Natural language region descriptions
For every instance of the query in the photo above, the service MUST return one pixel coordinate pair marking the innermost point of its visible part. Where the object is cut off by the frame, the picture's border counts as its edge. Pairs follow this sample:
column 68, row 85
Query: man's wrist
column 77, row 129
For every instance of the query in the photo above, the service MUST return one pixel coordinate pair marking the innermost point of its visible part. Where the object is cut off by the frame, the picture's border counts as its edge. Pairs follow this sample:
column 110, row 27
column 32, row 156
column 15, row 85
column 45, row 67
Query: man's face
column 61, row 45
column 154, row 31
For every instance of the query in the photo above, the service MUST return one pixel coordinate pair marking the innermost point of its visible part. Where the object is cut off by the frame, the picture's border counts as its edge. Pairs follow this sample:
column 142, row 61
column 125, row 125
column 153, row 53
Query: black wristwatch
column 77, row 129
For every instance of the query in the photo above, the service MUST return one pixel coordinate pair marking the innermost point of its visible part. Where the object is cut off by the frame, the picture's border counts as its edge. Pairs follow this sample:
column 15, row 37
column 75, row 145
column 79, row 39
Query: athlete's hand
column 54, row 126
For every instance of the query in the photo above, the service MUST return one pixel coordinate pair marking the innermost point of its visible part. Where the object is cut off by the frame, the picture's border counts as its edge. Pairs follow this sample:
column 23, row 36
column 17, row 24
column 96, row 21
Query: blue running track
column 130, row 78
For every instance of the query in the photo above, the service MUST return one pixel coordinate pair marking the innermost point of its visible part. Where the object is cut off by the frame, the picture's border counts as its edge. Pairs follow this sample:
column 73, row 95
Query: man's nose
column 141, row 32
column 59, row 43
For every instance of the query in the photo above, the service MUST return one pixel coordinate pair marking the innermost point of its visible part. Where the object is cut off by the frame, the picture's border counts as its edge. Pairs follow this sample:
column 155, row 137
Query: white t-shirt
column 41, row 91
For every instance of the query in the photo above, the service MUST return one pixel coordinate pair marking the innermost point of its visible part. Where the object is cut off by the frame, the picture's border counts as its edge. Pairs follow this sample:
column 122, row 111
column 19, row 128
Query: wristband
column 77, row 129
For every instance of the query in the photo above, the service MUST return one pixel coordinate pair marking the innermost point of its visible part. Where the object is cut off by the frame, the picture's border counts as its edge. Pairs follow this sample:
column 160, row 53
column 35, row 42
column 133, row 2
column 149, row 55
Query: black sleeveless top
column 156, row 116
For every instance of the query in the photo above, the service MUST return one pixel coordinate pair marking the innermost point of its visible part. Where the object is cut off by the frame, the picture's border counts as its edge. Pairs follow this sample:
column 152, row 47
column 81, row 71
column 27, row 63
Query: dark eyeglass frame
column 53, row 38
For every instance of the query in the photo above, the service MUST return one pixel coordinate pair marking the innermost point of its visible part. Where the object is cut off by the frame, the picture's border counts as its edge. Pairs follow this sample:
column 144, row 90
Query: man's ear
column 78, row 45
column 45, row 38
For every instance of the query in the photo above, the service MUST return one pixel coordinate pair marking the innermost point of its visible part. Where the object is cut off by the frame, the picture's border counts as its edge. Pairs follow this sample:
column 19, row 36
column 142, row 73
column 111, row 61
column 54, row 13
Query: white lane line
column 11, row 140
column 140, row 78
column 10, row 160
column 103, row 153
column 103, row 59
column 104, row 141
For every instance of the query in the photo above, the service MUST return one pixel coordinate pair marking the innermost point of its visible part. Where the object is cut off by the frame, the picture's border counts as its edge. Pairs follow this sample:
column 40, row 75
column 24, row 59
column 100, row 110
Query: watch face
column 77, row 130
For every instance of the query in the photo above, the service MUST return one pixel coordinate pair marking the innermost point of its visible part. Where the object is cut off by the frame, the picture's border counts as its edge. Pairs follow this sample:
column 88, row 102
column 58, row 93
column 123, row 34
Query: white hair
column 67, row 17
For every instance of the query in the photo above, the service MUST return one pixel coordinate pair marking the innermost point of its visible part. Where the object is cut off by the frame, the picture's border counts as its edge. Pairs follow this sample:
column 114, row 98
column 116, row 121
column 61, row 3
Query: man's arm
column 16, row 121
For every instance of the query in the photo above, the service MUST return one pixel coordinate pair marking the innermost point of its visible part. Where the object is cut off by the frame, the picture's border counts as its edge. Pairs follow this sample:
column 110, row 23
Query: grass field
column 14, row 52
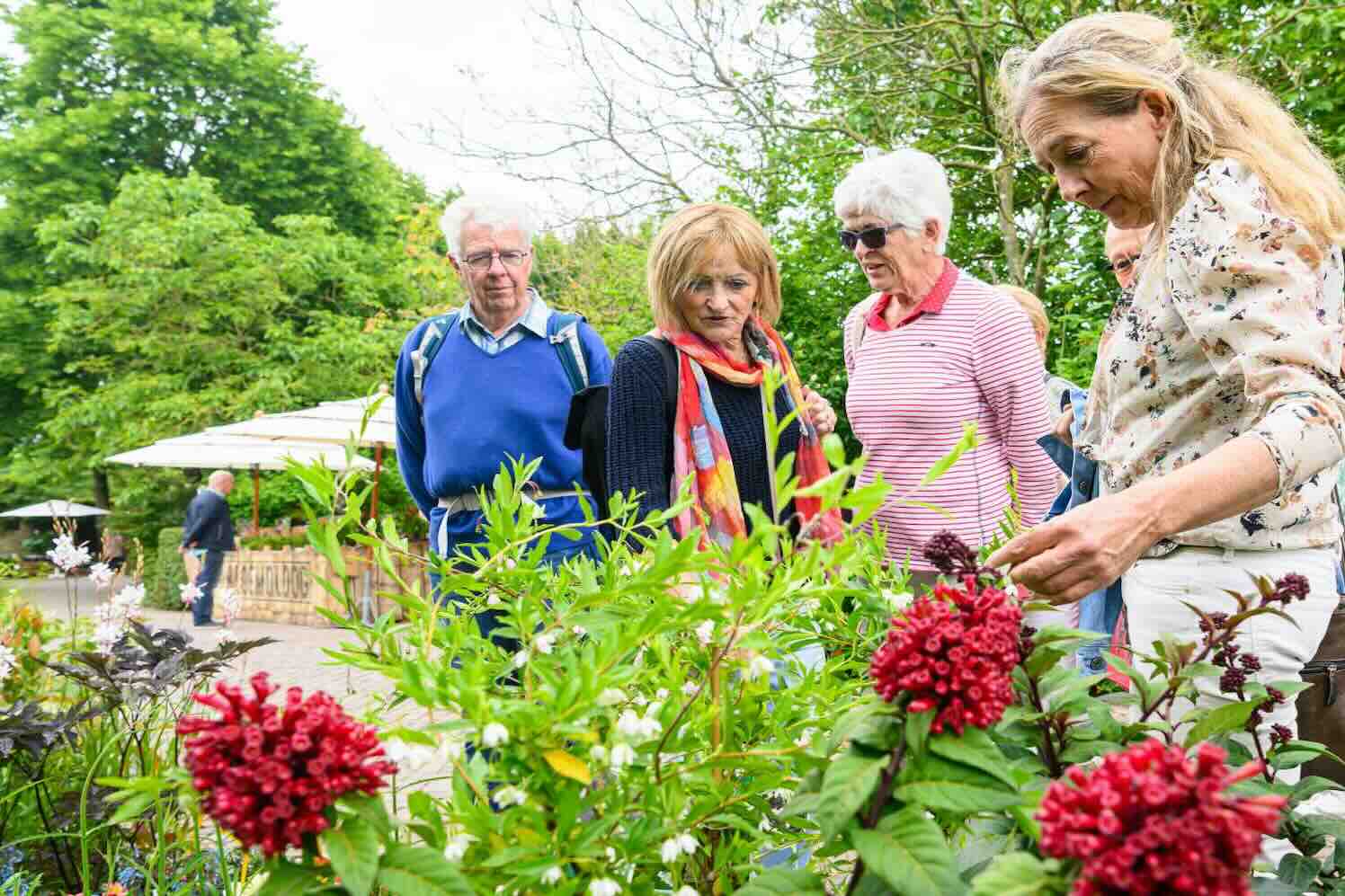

What the exercise asks: Could the data above be repeated exactly, with every picture dropped?

Task solution:
For every instance of the query in the photo above, the service MUST return one pixel coordinate pair marking the innermost point of its visible part. Where the object is cut off by the frame, the picture's border counts as its edge. Pairs follow this sample:
column 68, row 85
Query: man's wrist
column 77, row 129
For every instance of the query in the photo above, the service MUST return one pixel coordinate pair marking the innermost point of its visible part. Where the object is cut off by the frame, the picture's border counts as its edge. Pairs follow this sample:
column 110, row 27
column 32, row 156
column 15, row 85
column 45, row 67
Query: man's face
column 61, row 45
column 154, row 31
For every instance of the query in the photo above, the service MUST return one pixel coordinate pair marking the innermost point of its visible part. Where the object is cut off by the frame, the picture's border counts as its edge. Pairs follow this sample:
column 142, row 61
column 125, row 125
column 153, row 53
Query: black wristwatch
column 77, row 129
For every instance of the query in the photo above, the service MUST return one pixel coordinate pair marking the innermost point of its visible part. Where the object is cut off by the frame, the picture's border counts as its edge. Pairs follow this sample:
column 15, row 37
column 75, row 145
column 79, row 39
Query: athlete's hand
column 54, row 126
For every instance of the query in the photo above, the service MUST return one pixel coordinate pair marking the innermost point of its visible part. Where the object is cut off by the frame, the picture's border counts as its edge. Pairs follow this sample:
column 23, row 36
column 17, row 24
column 96, row 21
Query: blue running track
column 130, row 78
For every instance of the query in the photo above, the service MUST return one pixel coordinate pair marking the innermost point of its visible part. Where the object is cut off by the frame, the picture's border counts as its edge. Pairs follow this sample:
column 73, row 95
Query: man's nose
column 141, row 32
column 59, row 43
For every instance of the query in the photo above, the service MUST return one pixel coordinate pair marking the innermost point of its visible part. Where the object is cut off by the frame, the picture's border counts as its edge. Pairs follow this sample:
column 155, row 137
Query: white t-shirt
column 41, row 91
For every instance of the query in the photo above, the service MUST return one pixel coordinate pair marking the innermost point of its visible part. Where the object is cut off by the frame, the picture's border counts as its edge. Pairs follow this sample:
column 122, row 111
column 19, row 128
Query: wristband
column 77, row 129
For every instance of the query in the photo above, the service MUST return one pixel coordinate pair marking the innermost point of its visible part. Where the object is cut off by the frame, the picture's border counts as its edge. Pairs follow this sample:
column 160, row 53
column 35, row 42
column 133, row 2
column 149, row 55
Query: black sleeveless top
column 156, row 116
For every instance of the query in the photo above, the service MUST return one pixel coordinate pair marking the innermost point of its visible part. Where the object is cut off by the frame, the picture's border counts as its edge. Pairs follow this sample:
column 152, row 47
column 81, row 71
column 27, row 63
Query: dark eyeglass frame
column 53, row 38
For every instance of the query in the photo above, the service MUST return one pixel coordinate pair marking the innermost point of its visible part. Where the object is cut off by the frame, the picture's border counts as its edge. Pairs follow this sample:
column 144, row 90
Query: man's ear
column 78, row 45
column 45, row 38
For every instance of the query in the photo above, the service MUST return one pixel coordinate pair marking the innermost point of its visible part. Where the object is cut off by the frame, the picture's border counts as its edge. Pairs follow this sample:
column 19, row 36
column 142, row 73
column 111, row 61
column 54, row 13
Query: white lane line
column 11, row 140
column 140, row 78
column 10, row 160
column 103, row 153
column 103, row 59
column 104, row 141
For every instance of the query in the photo above, the service MUST return one pixel coordinate pair marking the innermost point of its visible part. Where the object is cut off by the frame, the picture's border counts as its edge. Pairs follow this sample:
column 40, row 75
column 24, row 59
column 100, row 110
Query: watch face
column 77, row 130
For every instance of the query in the photo above, the service MUST return one pixel coordinate pair marking the innermost point of its visible part. Where the object is cut off by the frame, the picture's border counts as its edge. Pairs follow this sample:
column 88, row 102
column 58, row 93
column 123, row 34
Query: white hair
column 67, row 17
For every instance of the query in the photo above, the service MUST return one pixel coordinate pair marking the innermost point of its visible part. Where the object is cut off by the frame, the picture's border counts as its edge. Pairs follow this sample:
column 114, row 98
column 116, row 121
column 61, row 3
Query: man's arm
column 16, row 121
For every instance of the query in the photo above, the service MUST return one pixel coordinate pair marking the innermost point of its visible part. Where the object is cut off by the frame, the picture's border counts as its edge. Pairs follow this sample:
column 110, row 23
Query: grass field
column 14, row 52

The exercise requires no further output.